Referring expression pointing data
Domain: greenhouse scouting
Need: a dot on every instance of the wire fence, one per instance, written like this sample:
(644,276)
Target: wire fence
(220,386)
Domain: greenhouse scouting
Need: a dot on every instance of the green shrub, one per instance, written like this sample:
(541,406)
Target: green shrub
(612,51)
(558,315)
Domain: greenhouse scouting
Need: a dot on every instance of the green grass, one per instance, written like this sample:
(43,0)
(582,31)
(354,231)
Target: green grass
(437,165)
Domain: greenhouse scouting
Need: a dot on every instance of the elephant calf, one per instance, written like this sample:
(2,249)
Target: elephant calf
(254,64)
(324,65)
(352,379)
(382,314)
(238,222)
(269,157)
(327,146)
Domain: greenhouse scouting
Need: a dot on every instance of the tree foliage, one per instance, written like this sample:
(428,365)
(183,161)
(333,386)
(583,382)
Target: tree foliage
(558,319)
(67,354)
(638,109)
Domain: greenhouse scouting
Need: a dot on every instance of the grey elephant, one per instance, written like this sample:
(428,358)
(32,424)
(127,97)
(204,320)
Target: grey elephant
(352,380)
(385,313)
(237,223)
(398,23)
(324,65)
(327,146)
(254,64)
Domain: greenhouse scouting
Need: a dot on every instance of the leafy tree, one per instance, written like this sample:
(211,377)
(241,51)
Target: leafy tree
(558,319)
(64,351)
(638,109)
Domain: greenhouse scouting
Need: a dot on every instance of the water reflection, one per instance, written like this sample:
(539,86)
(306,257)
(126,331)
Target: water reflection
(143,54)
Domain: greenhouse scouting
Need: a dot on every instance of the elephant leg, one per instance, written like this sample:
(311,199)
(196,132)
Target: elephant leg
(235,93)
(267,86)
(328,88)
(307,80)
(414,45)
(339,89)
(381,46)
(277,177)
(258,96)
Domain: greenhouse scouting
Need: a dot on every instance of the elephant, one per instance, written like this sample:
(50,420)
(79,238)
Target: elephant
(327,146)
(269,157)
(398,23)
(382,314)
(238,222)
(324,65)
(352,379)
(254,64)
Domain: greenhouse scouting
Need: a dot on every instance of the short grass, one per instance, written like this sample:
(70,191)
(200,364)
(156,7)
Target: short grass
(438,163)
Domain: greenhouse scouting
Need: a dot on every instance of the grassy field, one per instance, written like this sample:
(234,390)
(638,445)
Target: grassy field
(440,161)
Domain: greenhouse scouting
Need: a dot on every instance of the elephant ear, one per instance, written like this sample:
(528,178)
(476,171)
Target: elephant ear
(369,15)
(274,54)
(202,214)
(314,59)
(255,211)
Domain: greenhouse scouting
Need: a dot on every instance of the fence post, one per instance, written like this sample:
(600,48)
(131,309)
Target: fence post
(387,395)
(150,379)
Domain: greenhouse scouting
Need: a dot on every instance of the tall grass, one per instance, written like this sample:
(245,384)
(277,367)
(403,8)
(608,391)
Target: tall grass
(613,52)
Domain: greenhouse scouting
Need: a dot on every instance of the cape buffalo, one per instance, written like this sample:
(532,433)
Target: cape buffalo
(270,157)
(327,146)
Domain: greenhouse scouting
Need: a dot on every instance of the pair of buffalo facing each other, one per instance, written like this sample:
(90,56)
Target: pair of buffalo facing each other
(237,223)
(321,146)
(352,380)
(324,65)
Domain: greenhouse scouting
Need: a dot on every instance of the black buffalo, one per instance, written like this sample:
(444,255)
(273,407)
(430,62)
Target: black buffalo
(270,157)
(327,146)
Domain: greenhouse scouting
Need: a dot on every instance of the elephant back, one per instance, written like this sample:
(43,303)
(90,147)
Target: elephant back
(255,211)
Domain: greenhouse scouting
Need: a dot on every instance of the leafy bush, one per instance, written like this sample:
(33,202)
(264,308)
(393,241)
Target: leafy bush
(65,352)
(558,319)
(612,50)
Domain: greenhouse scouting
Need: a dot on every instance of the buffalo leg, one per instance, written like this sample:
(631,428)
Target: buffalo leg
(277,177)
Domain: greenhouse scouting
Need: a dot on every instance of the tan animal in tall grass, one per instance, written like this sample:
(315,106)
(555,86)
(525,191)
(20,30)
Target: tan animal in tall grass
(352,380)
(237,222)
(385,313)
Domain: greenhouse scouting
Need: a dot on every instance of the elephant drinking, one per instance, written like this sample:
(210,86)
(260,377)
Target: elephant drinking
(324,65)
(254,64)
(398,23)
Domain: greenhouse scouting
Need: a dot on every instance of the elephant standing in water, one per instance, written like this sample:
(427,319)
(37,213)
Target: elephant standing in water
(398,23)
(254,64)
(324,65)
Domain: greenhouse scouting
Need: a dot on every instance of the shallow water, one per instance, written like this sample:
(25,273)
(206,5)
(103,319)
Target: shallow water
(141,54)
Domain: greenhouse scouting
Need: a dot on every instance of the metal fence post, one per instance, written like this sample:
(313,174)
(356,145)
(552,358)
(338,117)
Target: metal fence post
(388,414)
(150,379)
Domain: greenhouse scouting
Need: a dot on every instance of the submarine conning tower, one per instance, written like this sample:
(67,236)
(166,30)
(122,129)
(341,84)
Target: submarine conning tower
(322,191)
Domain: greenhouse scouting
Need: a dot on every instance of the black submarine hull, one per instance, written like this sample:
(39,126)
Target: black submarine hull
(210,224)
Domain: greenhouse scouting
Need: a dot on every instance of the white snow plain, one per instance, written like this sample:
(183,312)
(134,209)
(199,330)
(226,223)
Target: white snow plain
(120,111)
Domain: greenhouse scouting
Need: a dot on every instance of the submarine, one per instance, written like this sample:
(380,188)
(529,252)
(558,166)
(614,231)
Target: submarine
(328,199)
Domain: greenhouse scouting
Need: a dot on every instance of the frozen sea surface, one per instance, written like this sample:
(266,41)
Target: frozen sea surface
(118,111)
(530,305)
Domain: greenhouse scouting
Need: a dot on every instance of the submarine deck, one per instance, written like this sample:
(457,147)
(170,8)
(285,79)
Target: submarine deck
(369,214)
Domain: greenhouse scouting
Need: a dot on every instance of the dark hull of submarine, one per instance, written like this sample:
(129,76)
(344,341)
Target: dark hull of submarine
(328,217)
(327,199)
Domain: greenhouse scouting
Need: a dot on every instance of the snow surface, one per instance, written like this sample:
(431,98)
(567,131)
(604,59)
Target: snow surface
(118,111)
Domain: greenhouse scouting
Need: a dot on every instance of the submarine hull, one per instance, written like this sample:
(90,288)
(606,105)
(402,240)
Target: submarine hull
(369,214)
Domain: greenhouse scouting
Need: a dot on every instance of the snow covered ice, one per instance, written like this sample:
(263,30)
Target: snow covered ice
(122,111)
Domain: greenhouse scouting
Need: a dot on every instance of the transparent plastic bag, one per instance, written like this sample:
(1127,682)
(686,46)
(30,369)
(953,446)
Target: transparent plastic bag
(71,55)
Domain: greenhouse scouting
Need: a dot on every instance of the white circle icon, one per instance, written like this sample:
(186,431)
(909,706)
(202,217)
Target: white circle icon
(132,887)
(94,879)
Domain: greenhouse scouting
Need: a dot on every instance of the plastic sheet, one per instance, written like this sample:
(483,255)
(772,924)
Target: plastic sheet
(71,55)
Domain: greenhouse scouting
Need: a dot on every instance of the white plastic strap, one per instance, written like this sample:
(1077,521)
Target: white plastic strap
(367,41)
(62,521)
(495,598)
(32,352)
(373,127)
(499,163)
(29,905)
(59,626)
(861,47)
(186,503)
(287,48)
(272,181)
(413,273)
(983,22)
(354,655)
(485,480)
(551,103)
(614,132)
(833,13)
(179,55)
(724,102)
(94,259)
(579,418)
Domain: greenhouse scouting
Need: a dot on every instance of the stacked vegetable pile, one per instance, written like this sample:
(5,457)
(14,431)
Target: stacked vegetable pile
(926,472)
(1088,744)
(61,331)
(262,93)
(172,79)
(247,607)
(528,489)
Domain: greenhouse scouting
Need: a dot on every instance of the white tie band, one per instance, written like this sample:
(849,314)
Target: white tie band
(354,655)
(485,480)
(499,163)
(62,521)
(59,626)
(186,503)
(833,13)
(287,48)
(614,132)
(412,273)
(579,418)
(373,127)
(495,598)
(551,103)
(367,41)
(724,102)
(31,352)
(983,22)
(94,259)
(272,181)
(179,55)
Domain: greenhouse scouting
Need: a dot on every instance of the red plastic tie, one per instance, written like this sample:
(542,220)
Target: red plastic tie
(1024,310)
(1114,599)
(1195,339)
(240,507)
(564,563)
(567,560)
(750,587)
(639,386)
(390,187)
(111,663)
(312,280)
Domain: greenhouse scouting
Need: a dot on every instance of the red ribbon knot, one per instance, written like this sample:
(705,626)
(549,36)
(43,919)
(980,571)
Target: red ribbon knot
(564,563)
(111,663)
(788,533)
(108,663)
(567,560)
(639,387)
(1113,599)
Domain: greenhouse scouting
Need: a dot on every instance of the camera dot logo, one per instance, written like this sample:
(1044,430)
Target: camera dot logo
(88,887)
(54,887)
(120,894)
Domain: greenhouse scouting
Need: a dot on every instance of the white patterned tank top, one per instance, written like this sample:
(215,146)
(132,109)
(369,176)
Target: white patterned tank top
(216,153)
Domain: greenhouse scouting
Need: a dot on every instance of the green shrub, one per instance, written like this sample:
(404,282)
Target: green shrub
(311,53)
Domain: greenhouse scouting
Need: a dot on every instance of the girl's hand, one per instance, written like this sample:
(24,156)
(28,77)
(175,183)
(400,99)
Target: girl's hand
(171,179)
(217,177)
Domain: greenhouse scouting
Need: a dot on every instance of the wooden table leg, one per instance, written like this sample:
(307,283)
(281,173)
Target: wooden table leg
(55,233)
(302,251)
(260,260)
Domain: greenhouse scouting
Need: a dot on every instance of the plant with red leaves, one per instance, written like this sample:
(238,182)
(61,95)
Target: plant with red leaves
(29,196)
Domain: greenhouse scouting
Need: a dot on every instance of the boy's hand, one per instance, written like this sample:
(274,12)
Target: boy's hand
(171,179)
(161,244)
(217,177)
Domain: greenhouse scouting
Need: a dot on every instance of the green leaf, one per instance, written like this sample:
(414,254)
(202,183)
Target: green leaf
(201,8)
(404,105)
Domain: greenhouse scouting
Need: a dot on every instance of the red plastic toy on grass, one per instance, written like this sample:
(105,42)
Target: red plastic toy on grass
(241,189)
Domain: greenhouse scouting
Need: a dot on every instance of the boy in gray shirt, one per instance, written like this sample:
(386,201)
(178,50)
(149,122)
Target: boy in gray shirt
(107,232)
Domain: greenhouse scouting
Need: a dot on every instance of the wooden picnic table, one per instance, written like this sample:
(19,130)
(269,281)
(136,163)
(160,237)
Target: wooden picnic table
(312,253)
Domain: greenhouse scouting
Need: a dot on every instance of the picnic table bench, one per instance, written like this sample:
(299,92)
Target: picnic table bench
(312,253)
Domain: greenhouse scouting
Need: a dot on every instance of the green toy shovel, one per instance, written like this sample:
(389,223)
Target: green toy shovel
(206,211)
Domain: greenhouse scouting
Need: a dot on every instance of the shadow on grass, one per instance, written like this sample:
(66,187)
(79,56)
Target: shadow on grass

#### Task prompt
The lines needed run from the first line of the data through the line containing "Need: a dot on every instance of the elephant calf, one"; give them again exactly and nothing else.

#### Exercise output
Domain: greenhouse scouting
Need: a dot on every instance of the wire fence, one per instance, written like this sample:
(644,276)
Target: wire fence
(220,386)
Domain: greenhouse scouting
Need: a dot on every instance of the green shrub, one per instance, written like this sample:
(541,406)
Target: green shrub
(612,51)
(558,315)
Domain: greenhouse scouting
Need: a dot on every instance of the green grass, one per instance, written like this sample:
(43,0)
(582,31)
(354,231)
Target: green grass
(437,165)
Domain: greenhouse scouting
Need: a dot on every instance of the elephant calf, one per instance, written like this sample:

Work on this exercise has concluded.